TASK GOAL >> Write every entry out again, unchanged.

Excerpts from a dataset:
= Beginning of Section =

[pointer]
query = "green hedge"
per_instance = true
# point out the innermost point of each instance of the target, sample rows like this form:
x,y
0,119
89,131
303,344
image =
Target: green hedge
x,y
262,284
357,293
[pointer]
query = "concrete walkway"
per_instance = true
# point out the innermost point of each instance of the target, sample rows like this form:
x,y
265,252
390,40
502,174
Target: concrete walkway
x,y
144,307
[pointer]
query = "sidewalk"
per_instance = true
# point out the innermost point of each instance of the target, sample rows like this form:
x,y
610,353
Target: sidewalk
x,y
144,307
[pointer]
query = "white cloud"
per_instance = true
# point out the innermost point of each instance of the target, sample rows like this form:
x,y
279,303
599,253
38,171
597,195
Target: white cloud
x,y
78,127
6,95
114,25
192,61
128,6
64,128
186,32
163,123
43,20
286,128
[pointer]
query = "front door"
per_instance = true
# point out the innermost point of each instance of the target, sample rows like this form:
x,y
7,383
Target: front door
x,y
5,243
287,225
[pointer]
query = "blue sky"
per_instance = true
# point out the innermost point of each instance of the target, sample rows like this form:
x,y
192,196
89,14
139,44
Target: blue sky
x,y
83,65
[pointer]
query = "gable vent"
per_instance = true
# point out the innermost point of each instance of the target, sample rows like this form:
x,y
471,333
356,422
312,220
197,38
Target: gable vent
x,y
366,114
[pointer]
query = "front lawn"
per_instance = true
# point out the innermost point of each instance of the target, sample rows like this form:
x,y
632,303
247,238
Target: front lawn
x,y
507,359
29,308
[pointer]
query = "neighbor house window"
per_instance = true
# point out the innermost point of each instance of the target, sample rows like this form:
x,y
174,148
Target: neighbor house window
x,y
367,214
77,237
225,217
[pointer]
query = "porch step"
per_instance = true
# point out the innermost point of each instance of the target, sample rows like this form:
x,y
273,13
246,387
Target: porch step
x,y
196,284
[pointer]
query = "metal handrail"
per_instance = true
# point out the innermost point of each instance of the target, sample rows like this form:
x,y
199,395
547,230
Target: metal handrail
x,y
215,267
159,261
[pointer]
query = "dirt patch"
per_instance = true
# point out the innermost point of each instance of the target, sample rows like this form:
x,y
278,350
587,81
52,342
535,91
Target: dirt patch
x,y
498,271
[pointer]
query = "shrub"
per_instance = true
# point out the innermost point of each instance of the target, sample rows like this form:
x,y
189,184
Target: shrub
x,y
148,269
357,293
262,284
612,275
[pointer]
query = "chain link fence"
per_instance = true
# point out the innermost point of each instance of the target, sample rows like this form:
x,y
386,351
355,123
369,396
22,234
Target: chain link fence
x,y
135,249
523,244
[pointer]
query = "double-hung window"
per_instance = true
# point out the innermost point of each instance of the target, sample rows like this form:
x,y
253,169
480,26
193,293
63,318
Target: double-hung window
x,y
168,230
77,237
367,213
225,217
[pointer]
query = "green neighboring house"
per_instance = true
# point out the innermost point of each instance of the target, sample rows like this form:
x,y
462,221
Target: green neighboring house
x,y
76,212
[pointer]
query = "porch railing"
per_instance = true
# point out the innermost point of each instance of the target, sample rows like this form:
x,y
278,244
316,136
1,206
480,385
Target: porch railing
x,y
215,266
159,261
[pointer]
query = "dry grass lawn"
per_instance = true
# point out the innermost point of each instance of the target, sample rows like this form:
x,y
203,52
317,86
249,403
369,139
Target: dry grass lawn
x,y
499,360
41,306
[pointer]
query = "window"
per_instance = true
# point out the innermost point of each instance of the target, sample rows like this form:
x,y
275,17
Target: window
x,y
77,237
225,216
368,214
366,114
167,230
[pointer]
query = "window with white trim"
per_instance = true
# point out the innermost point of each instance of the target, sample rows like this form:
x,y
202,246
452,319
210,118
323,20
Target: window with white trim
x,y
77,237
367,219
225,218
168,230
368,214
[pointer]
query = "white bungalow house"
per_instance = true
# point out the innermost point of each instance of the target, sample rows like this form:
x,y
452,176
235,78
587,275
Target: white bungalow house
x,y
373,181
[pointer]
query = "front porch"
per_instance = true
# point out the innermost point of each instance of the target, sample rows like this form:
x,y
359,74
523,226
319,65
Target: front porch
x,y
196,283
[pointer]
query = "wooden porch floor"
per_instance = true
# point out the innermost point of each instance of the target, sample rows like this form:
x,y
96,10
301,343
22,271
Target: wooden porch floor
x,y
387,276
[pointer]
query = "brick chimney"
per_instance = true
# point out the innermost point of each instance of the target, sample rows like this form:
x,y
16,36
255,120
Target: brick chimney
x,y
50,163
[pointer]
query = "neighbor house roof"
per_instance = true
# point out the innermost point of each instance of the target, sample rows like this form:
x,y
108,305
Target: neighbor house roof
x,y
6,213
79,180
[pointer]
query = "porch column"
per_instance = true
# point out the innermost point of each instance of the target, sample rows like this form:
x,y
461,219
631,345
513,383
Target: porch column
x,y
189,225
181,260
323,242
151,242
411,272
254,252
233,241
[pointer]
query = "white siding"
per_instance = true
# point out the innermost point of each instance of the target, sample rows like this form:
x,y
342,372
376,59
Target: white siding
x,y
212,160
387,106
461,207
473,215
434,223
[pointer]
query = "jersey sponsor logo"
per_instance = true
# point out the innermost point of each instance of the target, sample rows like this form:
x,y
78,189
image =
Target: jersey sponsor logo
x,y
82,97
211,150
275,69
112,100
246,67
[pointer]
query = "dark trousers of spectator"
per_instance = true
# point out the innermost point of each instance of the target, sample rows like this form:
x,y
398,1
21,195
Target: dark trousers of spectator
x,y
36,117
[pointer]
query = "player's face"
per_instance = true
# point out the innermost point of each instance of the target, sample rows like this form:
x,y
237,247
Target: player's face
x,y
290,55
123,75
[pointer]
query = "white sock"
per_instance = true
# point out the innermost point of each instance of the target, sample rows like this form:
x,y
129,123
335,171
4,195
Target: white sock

= End of Section =

SOLUTION BELOW >>
[pointer]
query = "green hedge"
per_instance = true
# point out the innermost point of each instance of the target, sample rows like this form:
x,y
0,119
89,131
303,344
image =
Target: green hedge
x,y
262,284
357,293
[pointer]
query = "concrete walkway"
per_instance = true
# point out the innermost point of each instance of the target, sample rows like this form:
x,y
265,252
390,40
502,174
Target: concrete walkway
x,y
144,307
[pointer]
query = "sidewalk"
per_instance = true
# point out the innermost point of each instance of the target, sample rows like this form:
x,y
610,353
Target: sidewalk
x,y
144,307
[pointer]
query = "white cloud"
per_instance = true
# point out the innermost point of each instance of the target, sample rows like this form:
x,y
279,303
599,253
38,171
597,195
Target: white cloud
x,y
78,127
6,95
114,25
192,61
128,6
64,128
186,32
163,123
43,20
286,128
[pointer]
query = "front door"
per_instance = true
# point out the innermost point of each instance of the target, sample rows like this form:
x,y
7,383
Target: front door
x,y
5,243
287,225
[pointer]
query = "blue sky"
per_instance = true
# point out the innermost point of each instance of the target, sample rows like this form:
x,y
192,196
89,14
139,44
Target: blue sky
x,y
83,65
[pointer]
query = "gable vent"
per_instance = true
# point out the innermost point of each instance of the target, sample rows like this form:
x,y
471,333
356,422
312,220
197,38
Target: gable vent
x,y
366,114
[pointer]
query = "front lawn"
per_instance = true
# point out the innermost point of each instance of the target, sample rows like this form:
x,y
632,303
247,238
Target: front lawn
x,y
507,359
29,308
[pointer]
query = "neighbor house window"
per_instance = true
# point out the innermost point of each instance of the target, sample rows like this form:
x,y
174,148
Target: neighbor house window
x,y
367,214
77,237
225,217
[pointer]
query = "porch step"
per_instance = true
# point out the innermost point of each instance of the target, sample rows like this form:
x,y
273,13
246,387
Target: porch step
x,y
196,284
[pointer]
query = "metal handrail"
per_instance = true
# point out the innermost point of each instance of the target, sample rows like this form:
x,y
199,395
547,230
Target: metal handrail
x,y
215,267
159,261
[pointer]
query = "dirt patch"
per_instance = true
# point out the innermost point of each instance of the target, sample rows like this form:
x,y
278,350
587,81
52,342
535,91
Target: dirt patch
x,y
498,271
[pointer]
query = "shrub"
per_instance = true
# point out the innermost point of each instance of the target, sample rows like this form:
x,y
189,184
Target: shrub
x,y
148,269
357,293
262,284
612,275
[pointer]
query = "chain link fence"
per_instance = true
# point out the innermost point of each instance of the target, sample rows like this form:
x,y
386,351
355,123
369,396
22,234
Target: chain link fence
x,y
135,249
523,244
[pointer]
query = "double-hung window"
per_instance = true
# point out the innermost point of each instance of the target, sample rows like this form:
x,y
253,169
480,26
193,293
63,318
Target: double-hung window
x,y
168,230
77,237
367,213
225,217
[pointer]
query = "green neighboring house"
per_instance = true
# point out the innermost point of each instance of the target, sample rows like this form:
x,y
462,221
Target: green neighboring house
x,y
76,212
[pointer]
query = "porch railing"
per_instance = true
# point out the innermost point of each instance of the target, sample rows like this form:
x,y
278,244
316,136
1,206
480,385
Target: porch railing
x,y
215,266
159,261
[pointer]
query = "dry grass lawn"
per_instance = true
# point out the innermost point of each instance of the target, sample rows like this form:
x,y
203,52
317,86
249,403
369,139
Target: dry grass lawn
x,y
499,360
41,306
[pointer]
query = "window"
per_instance = true
# point out the innermost point of each instance of the target, sample rows like this form:
x,y
275,17
Target: window
x,y
77,237
225,216
368,214
366,114
167,230
[pointer]
query = "window with white trim"
per_instance = true
# point out the innermost point of each instance of the target, sample rows like this form:
x,y
202,246
452,319
210,118
323,20
Target: window with white trim
x,y
77,237
367,219
225,218
168,230
368,214
[pointer]
query = "white bungalow house"
per_instance = true
# point out the innermost point of each instance of the target, sample rows like this form:
x,y
452,176
235,78
587,275
Target: white bungalow house
x,y
373,181
[pointer]
query = "front porch"
per_instance = true
# point out the innermost point of each instance of the target, sample rows like this form:
x,y
359,74
523,226
319,65
Target: front porch
x,y
196,283
[pointer]
query = "wooden porch floor"
per_instance = true
# point out the innermost point of each instance of the target, sample rows like this form:
x,y
96,10
301,343
22,271
Target: wooden porch floor
x,y
387,276
[pointer]
query = "brick chimney"
per_instance = true
# point out the innermost point of each instance of the target, sample rows like this form:
x,y
16,36
255,120
Target: brick chimney
x,y
50,163
[pointer]
query = "neighbor house roof"
per_instance = true
# point out the innermost point of each instance of the target, sample rows like this form:
x,y
108,305
Target: neighbor house roof
x,y
6,213
79,180
[pointer]
query = "porch column"
per_instance = true
# point out the innermost point of each instance of the target, sample rows like this form:
x,y
461,219
631,345
513,383
Target: porch column
x,y
189,225
181,260
323,242
151,242
411,272
254,252
233,241
[pointer]
query = "white siding"
per_instance = true
# point out the innermost point of each instance of the target, sample rows like this form:
x,y
342,372
376,59
Target: white siding
x,y
212,160
387,106
461,207
473,215
434,223
[pointer]
query = "jersey sponsor logo"
per_instance = true
# point out the innermost point of each instance of the target, sample rows like this form:
x,y
78,189
image =
Target: jersey sponsor logo
x,y
82,97
211,150
275,69
112,100
246,67
[pointer]
query = "dark trousers of spectator"
per_instance = true
# point out the innermost point of each instance of the target, sample rows like this form:
x,y
398,1
21,195
Target: dark trousers of spectator
x,y
36,117
[pointer]
query = "player's face"
per_instance = true
# point out the innermost point of each instance of the target, sample rows like this form:
x,y
237,247
Target: player's face
x,y
290,55
123,75
[pointer]
query = "white sock"
per_instance = true
# point out the innermost point of each instance of the target, sample rows like this form:
x,y
129,123
335,171
4,195
Target: white sock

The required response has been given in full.